Data records —

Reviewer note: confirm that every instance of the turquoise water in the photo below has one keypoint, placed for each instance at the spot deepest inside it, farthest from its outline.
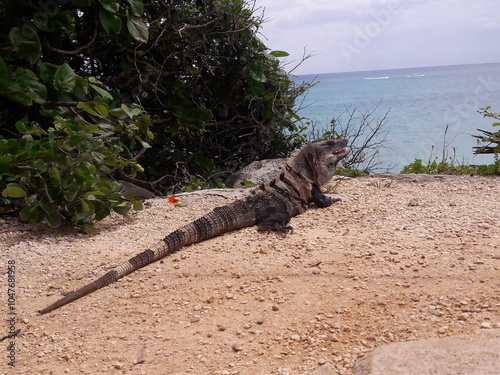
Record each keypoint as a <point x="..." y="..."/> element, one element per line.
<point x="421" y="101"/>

* * *

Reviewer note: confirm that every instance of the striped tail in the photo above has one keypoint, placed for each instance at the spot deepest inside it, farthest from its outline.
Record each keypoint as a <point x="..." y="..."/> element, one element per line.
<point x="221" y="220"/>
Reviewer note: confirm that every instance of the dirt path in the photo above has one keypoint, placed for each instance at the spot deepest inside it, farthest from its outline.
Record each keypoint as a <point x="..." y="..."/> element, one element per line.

Exercise prompt — Filter the data down to the lines that contain the word "above", and copy each of those lines in full.

Full answer —
Reviewer note: confirm that every instance of the striped tail in the photo above has one keypoint, placed for each instance at the spot deepest inside it, farthest from its outline.
Reviewer note: confirm that every instance of the dirt path in the photo above has one keypoint, placed for each instance at the spot deepest inside it, farthest from its outline.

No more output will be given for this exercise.